YOUR ASSIGNMENT » Please give the listing again in full, leaving out its images.

AVAILABLE RECORDS »
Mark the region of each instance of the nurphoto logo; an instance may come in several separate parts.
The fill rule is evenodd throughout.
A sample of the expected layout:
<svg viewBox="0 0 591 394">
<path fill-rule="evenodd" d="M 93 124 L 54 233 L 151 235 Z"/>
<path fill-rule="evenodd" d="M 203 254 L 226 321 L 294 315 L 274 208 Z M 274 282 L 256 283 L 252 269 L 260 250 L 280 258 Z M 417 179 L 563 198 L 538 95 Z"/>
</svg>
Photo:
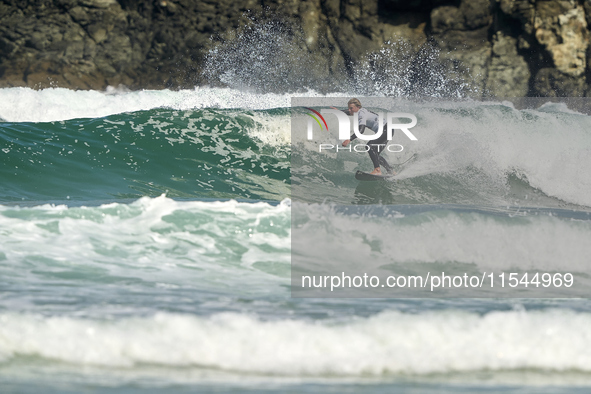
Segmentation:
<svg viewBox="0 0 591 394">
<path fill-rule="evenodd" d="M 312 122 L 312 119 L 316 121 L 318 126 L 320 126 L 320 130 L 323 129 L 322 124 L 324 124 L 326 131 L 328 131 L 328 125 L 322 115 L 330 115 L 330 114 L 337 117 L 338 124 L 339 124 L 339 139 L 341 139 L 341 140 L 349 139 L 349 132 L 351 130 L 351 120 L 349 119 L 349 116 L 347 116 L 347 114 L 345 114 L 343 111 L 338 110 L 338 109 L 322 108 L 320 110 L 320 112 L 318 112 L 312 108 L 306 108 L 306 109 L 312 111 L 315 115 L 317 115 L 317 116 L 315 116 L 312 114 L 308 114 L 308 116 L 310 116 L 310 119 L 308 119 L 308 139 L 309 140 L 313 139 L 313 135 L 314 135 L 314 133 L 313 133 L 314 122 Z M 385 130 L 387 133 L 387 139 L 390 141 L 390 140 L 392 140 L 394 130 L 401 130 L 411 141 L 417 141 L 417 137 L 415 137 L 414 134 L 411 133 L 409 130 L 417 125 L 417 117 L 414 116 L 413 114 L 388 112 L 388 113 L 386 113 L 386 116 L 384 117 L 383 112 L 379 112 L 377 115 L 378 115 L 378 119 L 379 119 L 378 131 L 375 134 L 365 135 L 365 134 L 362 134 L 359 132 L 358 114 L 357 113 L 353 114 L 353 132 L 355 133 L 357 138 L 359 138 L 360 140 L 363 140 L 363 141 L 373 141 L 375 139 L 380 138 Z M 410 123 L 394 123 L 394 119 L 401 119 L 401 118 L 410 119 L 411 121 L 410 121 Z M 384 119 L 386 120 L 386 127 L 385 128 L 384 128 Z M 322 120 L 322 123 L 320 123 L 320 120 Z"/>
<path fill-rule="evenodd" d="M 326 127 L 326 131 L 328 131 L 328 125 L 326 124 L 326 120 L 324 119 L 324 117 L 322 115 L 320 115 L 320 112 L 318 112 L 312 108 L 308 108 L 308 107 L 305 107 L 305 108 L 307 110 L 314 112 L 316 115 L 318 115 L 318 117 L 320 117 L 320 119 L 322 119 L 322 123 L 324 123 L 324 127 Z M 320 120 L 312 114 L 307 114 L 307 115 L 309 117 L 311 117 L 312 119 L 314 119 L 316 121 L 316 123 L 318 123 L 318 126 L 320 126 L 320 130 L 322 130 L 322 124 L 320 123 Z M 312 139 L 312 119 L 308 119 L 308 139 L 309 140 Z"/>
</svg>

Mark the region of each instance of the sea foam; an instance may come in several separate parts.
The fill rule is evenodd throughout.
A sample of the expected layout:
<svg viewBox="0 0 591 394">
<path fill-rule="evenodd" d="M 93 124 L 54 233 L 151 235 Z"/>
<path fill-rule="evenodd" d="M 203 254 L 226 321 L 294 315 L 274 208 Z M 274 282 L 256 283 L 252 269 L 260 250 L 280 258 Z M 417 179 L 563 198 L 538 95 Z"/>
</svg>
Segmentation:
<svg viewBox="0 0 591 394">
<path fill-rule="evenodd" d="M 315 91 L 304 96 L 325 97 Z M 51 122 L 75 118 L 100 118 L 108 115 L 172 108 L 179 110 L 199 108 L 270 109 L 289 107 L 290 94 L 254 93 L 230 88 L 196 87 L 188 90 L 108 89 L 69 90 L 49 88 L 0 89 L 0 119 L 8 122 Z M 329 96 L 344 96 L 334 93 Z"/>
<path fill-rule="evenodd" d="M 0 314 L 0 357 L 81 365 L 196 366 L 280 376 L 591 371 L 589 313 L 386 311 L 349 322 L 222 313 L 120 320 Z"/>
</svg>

FINAL ANSWER »
Mark the region of each instance of the nurphoto logo; an instance may come in several separate parts.
The fill rule is evenodd throughout.
A sample of the expected layout:
<svg viewBox="0 0 591 394">
<path fill-rule="evenodd" d="M 93 124 L 54 233 L 151 235 Z"/>
<path fill-rule="evenodd" d="M 203 254 L 226 321 L 294 315 L 274 208 Z M 274 282 L 256 283 L 252 269 L 260 250 L 280 258 Z M 417 179 L 563 198 L 538 95 Z"/>
</svg>
Photo:
Segmentation:
<svg viewBox="0 0 591 394">
<path fill-rule="evenodd" d="M 312 122 L 312 119 L 316 121 L 318 126 L 320 126 L 320 130 L 323 129 L 322 124 L 324 124 L 326 131 L 328 131 L 328 125 L 322 115 L 330 115 L 330 114 L 337 117 L 338 124 L 339 124 L 339 139 L 341 139 L 341 140 L 349 139 L 349 132 L 351 130 L 351 120 L 349 119 L 349 116 L 347 116 L 347 114 L 345 114 L 343 111 L 338 110 L 338 109 L 322 108 L 320 110 L 320 112 L 318 112 L 312 108 L 306 108 L 306 109 L 312 111 L 315 115 L 317 115 L 317 116 L 315 116 L 312 114 L 308 114 L 308 116 L 310 116 L 310 119 L 308 119 L 308 139 L 309 140 L 313 139 L 313 135 L 314 135 L 314 133 L 313 133 L 314 122 Z M 385 130 L 387 133 L 387 139 L 390 141 L 390 140 L 392 140 L 394 130 L 401 130 L 411 141 L 417 141 L 417 137 L 415 137 L 414 134 L 411 133 L 409 130 L 417 125 L 417 117 L 414 116 L 413 114 L 388 112 L 388 113 L 386 113 L 386 116 L 384 117 L 383 112 L 379 112 L 377 115 L 378 115 L 378 119 L 379 119 L 378 131 L 375 134 L 365 135 L 365 134 L 362 134 L 359 132 L 358 114 L 357 113 L 353 114 L 353 132 L 355 133 L 357 138 L 359 138 L 360 140 L 363 140 L 363 141 L 373 141 L 375 139 L 380 138 Z M 410 123 L 394 123 L 394 119 L 401 119 L 401 118 L 410 119 L 411 121 L 410 121 Z M 384 119 L 386 120 L 386 127 L 385 128 L 384 128 Z M 322 120 L 322 123 L 320 123 L 320 120 Z"/>
<path fill-rule="evenodd" d="M 326 127 L 326 131 L 328 131 L 328 125 L 326 124 L 326 120 L 324 119 L 324 117 L 322 115 L 320 115 L 320 112 L 318 112 L 312 108 L 308 108 L 308 107 L 305 107 L 305 108 L 307 110 L 314 112 L 316 115 L 318 115 L 318 117 L 320 117 L 320 119 L 322 119 L 322 123 L 324 123 L 324 127 Z M 320 120 L 312 114 L 307 114 L 307 115 L 309 117 L 311 117 L 312 119 L 314 119 L 316 121 L 316 123 L 318 123 L 318 126 L 320 126 L 320 130 L 322 130 L 322 124 L 320 123 Z M 312 139 L 312 119 L 308 119 L 308 139 L 309 140 Z"/>
</svg>

Mark the region of each instance of the sea foam; an instance may come in several separate parts.
The fill rule is evenodd throughout.
A sample of the expected layout:
<svg viewBox="0 0 591 394">
<path fill-rule="evenodd" d="M 93 124 L 54 233 L 151 235 Z"/>
<path fill-rule="evenodd" d="M 203 254 L 226 321 L 294 315 L 274 208 Z M 274 282 L 256 283 L 252 269 L 260 250 L 280 258 Z M 417 179 L 563 198 L 538 95 Z"/>
</svg>
Segmentation:
<svg viewBox="0 0 591 394">
<path fill-rule="evenodd" d="M 315 91 L 304 96 L 325 97 Z M 51 122 L 75 118 L 100 118 L 108 115 L 172 108 L 179 110 L 199 108 L 270 109 L 289 107 L 290 94 L 254 93 L 230 88 L 196 87 L 188 90 L 108 89 L 69 90 L 49 88 L 0 89 L 0 119 L 8 122 Z M 329 96 L 344 96 L 334 93 Z"/>
<path fill-rule="evenodd" d="M 0 314 L 0 357 L 81 365 L 196 366 L 280 376 L 591 371 L 589 313 L 386 311 L 349 322 L 222 313 L 120 320 Z"/>
</svg>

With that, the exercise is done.